Data in this exercise below:
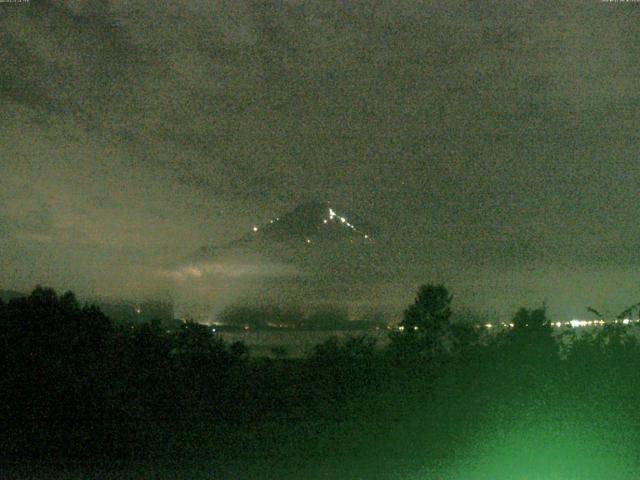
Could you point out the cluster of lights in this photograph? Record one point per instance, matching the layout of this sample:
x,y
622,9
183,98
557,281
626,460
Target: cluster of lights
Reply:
x,y
333,216
572,323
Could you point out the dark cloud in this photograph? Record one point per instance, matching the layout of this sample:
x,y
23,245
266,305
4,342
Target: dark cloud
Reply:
x,y
479,137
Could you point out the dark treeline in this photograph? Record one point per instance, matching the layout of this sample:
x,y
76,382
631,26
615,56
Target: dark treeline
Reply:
x,y
75,385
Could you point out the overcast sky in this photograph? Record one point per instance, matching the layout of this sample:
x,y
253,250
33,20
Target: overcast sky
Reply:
x,y
494,144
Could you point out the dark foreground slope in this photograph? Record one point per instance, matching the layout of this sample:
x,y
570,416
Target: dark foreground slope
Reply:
x,y
84,399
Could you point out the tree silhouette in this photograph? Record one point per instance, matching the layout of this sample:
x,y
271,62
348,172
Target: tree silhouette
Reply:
x,y
425,328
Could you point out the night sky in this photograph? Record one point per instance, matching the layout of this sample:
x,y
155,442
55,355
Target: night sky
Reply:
End of Data in this exercise.
(What needs to be done)
Wherever the string "sample" appears in the records, copy the whole line.

(Solution to the problem)
Could you point out the cluster of lights in this photograph? Record one point per instance, matching the layout of this sample:
Could you point out the dark cloud in this photograph? Record one point per instance, matching the layout of this sample:
Could you point out the dark treeline in this photograph? Record one point per instance, matching the layout of this sample:
Could you point out the overcast sky in this photograph? Record one point per instance, matching the layout of this sample:
Could you point out the dark foreground slope in this photograph? Record one point per instance, matching the layout of this sample:
Could you point out the tree silhouette in this photograph? Record one point per instance, matching the layout of this sample:
Could you point out the night sky in this photograph? Record one point per instance, matching the layout of this sample:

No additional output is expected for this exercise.